*** Provided material
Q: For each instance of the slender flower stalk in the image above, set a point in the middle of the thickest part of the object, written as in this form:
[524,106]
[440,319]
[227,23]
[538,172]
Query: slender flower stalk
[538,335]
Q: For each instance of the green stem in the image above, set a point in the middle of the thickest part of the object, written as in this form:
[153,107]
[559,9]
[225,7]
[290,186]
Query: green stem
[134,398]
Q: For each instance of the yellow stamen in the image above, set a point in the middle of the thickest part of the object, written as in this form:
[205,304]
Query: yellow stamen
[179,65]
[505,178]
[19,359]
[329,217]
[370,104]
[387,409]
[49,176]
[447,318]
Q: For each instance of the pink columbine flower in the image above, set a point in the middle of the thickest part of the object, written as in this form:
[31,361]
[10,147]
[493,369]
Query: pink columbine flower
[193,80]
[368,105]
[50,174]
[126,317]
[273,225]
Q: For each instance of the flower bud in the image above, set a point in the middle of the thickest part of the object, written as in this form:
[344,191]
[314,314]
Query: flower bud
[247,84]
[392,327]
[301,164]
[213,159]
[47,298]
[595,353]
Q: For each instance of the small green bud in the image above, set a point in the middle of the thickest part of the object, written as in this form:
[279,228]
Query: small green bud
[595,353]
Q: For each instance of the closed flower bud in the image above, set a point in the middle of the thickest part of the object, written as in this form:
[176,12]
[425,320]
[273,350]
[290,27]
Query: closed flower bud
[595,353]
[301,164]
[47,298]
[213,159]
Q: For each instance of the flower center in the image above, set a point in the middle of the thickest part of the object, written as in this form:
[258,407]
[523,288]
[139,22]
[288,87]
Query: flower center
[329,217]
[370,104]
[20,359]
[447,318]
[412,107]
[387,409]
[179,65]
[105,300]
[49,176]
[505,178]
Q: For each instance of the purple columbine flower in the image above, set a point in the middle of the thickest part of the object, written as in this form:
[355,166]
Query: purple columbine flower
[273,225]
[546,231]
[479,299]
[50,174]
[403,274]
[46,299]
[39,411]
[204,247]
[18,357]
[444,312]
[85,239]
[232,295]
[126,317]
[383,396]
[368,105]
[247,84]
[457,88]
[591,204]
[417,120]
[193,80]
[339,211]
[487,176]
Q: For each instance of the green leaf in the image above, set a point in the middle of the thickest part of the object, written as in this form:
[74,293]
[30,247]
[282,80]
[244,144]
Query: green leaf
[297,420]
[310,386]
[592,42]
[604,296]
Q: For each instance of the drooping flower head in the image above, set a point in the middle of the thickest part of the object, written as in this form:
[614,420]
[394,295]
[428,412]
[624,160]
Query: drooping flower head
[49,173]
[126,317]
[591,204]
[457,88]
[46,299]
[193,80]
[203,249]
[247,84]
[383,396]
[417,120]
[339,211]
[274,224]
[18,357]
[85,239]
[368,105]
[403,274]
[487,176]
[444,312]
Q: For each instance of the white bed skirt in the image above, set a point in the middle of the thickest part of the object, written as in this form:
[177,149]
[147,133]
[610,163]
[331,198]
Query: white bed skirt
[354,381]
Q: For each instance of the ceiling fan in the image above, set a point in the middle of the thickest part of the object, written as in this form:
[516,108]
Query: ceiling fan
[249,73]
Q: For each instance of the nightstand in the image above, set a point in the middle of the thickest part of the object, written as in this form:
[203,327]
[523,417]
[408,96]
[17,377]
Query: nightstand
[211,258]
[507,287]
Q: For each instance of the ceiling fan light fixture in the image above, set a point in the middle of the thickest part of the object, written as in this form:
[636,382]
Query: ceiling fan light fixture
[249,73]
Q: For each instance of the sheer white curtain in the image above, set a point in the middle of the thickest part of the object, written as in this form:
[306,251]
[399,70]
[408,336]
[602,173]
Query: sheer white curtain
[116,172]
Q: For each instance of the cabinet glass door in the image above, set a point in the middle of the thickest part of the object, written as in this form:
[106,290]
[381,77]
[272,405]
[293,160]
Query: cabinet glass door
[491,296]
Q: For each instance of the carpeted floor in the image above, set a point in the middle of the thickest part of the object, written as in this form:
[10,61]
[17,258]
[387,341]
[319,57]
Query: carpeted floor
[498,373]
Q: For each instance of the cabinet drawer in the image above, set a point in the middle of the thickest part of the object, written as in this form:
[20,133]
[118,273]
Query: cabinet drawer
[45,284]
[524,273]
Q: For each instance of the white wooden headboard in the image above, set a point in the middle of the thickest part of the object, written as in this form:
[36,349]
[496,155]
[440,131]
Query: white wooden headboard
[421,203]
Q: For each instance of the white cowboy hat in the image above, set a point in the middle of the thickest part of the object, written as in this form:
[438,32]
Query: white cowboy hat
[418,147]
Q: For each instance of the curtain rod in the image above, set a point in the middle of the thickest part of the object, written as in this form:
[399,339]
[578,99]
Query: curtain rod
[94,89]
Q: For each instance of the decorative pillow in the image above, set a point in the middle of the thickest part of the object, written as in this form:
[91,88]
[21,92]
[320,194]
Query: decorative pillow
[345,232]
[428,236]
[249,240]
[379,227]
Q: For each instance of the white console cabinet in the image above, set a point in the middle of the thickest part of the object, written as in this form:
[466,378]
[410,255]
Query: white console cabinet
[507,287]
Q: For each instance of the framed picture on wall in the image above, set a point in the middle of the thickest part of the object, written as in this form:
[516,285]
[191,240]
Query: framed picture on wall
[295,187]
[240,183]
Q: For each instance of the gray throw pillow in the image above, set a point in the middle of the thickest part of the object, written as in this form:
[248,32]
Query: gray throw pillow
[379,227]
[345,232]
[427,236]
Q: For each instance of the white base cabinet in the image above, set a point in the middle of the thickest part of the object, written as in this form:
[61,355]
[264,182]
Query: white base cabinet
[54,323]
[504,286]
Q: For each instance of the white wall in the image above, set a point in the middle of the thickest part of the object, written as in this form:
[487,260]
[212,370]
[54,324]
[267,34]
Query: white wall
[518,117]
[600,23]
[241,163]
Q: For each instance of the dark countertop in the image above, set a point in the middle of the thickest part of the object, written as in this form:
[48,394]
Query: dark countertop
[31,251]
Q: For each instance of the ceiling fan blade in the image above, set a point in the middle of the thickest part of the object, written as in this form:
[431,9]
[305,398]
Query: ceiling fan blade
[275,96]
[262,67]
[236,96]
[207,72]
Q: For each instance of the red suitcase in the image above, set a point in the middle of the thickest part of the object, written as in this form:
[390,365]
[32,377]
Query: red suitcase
******
__Exercise description__
Print the records once more, exactly as they were given.

__Solution to this task__
Q: For each instance of the slender flower stalk in the image above, set a point in the middle of the thickest part of the object, written as in this form:
[524,106]
[440,319]
[227,23]
[538,172]
Query: slender flower stalk
[538,335]
Q: For each instance of the green stem in the image above, set a point in the middle of the thickest part of the object, written as in this form:
[153,107]
[559,9]
[225,7]
[290,186]
Query: green stem
[134,398]
Q: For each instance of the yellow stamen in the image above, set a point in the middle of the thickest part of the object, written as in this form:
[205,304]
Query: yellow stamen
[179,65]
[505,178]
[19,359]
[329,217]
[370,104]
[387,409]
[49,176]
[447,318]
Q: For each instance of the pink columbine flower in the image above, set a point in the middle of the thickest part of the object, written as in this form:
[31,361]
[10,147]
[493,369]
Query: pink columbine flower
[193,80]
[368,105]
[50,174]
[126,317]
[273,225]
Q: For each instance of the flower bud in the image above, set a point in the middle of the thickest part of the object, written as in this form:
[344,191]
[314,314]
Query: flower bud
[247,84]
[392,327]
[301,164]
[213,159]
[47,298]
[595,353]
Q: For each instance of the small green bud in the image above, set a point in the middle of the thickest part of the object, written as in this form:
[279,228]
Query: small green bud
[595,353]
Q: For each instance of the closed flower bud in the image above, set a point in the middle of the thickest part of the object, written as in this form:
[176,12]
[425,320]
[273,350]
[290,27]
Query: closed flower bud
[595,353]
[301,164]
[47,298]
[213,159]
Q: For each instance of the flower center in the image above, set a point in the middle of the thickest part of the object, written as in this form:
[258,407]
[523,288]
[139,22]
[288,87]
Query: flower center
[329,217]
[370,104]
[20,359]
[447,318]
[412,107]
[387,409]
[179,65]
[105,300]
[49,176]
[505,178]
Q: For each instance of the purple columbine flower in the image above, set a point in the middle of the thickest part of the object, written as in this form:
[355,166]
Query: purple columbine flower
[273,225]
[546,231]
[479,299]
[50,174]
[403,274]
[46,299]
[39,411]
[204,247]
[18,357]
[444,312]
[85,239]
[232,295]
[126,317]
[383,396]
[368,105]
[247,84]
[457,88]
[591,204]
[417,120]
[193,80]
[339,211]
[487,176]
Q: For each instance of the green leaf in the image above, set a point in the middle of the thickest part of the object, written as in this form:
[74,293]
[30,247]
[282,80]
[244,144]
Query: green leaf
[297,420]
[310,386]
[592,42]
[604,296]
Q: For each instance of the drooping flower head in the image above, set a point in the middle of the thickest part of the object, written as in this form:
[614,420]
[394,295]
[428,412]
[624,160]
Query: drooping flower head
[49,173]
[126,317]
[591,204]
[457,88]
[46,299]
[193,80]
[203,249]
[247,84]
[383,396]
[417,120]
[339,211]
[274,224]
[18,357]
[85,239]
[368,105]
[403,274]
[487,176]
[444,312]
Q: For each instance of the white bed skirt in the image above, set a point in the middle of the thickest part of the object, written as in this form:
[177,149]
[147,133]
[610,163]
[331,198]
Query: white bed skirt
[354,381]
Q: For each instance of the ceiling fan in the image above, set a point in the middle of the thickest part of the object, written as in this form:
[516,108]
Query: ceiling fan
[249,73]
Q: For each instance of the nightstand in the image above, set a point in the middle of the thickest part of the object, written as in this form:
[203,327]
[523,417]
[408,96]
[17,377]
Query: nightstand
[211,258]
[507,287]
Q: For each instance of the ceiling fan light fixture in the image above, set a point in the middle of the thickest part of the object, written as in this form:
[636,382]
Query: ceiling fan light fixture
[249,73]
Q: For each instance of the sheer white curtain in the image above, set a point in the middle of the thickest part of the object, written as in this form:
[306,251]
[399,70]
[408,336]
[602,173]
Query: sheer white curtain
[116,172]
Q: For each instance of the cabinet glass door in the image above, set a point in the middle of the thickest part of the object, written as in this form:
[106,290]
[381,77]
[272,405]
[293,160]
Query: cabinet glass door
[491,296]
Q: For each instance of the carpeted floor in the image above, set a point in the middle of the thickest part of the object, written as in this form:
[10,61]
[17,258]
[387,341]
[319,57]
Query: carpeted floor
[498,373]
Q: For each instance of the cabinet drawer in the image above, set a point in the middle of the thickest part of the object, written as in this form:
[20,133]
[118,273]
Query: cabinet drawer
[45,284]
[524,273]
Q: For each instance of the white wooden headboard in the image above, set a point in the middle of the thickest part of the object, written as in this form:
[36,349]
[496,155]
[440,131]
Query: white wooden headboard
[421,203]
Q: For each instance of the white cowboy hat in the image above, set a point in the middle of the thickest part of the object, written as in this form:
[438,32]
Query: white cowboy hat
[418,147]
Q: For each instance of the curtain rod in the image above, set a point in the middle of the thickest part of the object, written as in this form:
[399,339]
[578,99]
Query: curtain rod
[94,89]
Q: For each instance of the decorative pillow in the image above, set a point in the middle of the thickest part of the object, written as in this form:
[91,88]
[21,92]
[320,194]
Query: decorative pillow
[345,232]
[428,236]
[249,240]
[379,227]
Q: For each instance of the white console cabinet in the image above, set a point in the middle of the thickest part of the object, written as in this form:
[466,378]
[410,255]
Query: white console cabinet
[507,287]
Q: For each instance of the framed picture on wall in the image above, set a point in the middle of the thickest part of the object, written as in this form:
[516,285]
[191,240]
Query: framed picture on wall
[295,187]
[240,183]
Q: For each instance of the gray throw pillow in the image above, set a point in the middle of the thickest part of the object, written as in this form:
[248,32]
Query: gray throw pillow
[379,227]
[345,232]
[427,236]
Q: For each instance of the white base cabinet in the image above, set a point in the middle of the thickest part of the object, written as in this form:
[61,355]
[264,182]
Query: white base cabinet
[54,323]
[504,286]
Q: For each instance of the white wall in the image above, set a point in the middle of the thickest part of the object, written as in this form:
[487,260]
[212,370]
[54,324]
[267,34]
Query: white wall
[518,117]
[600,23]
[241,163]
Q: For each instance of the dark countertop in the image above, set a point in the middle of the thickest part of the object, written as in this form:
[48,394]
Query: dark countertop
[31,251]
Q: For each instance of the ceiling fan blade in the image above, set a point in the middle of the thickest part of the object, written as in this form:
[431,9]
[305,398]
Query: ceiling fan blade
[275,96]
[262,67]
[236,96]
[207,72]
Q: For each instance of the red suitcase in the image above, set a point in the middle of the thickest part of the object, written as in this form:
[390,365]
[32,377]
Query: red suitcase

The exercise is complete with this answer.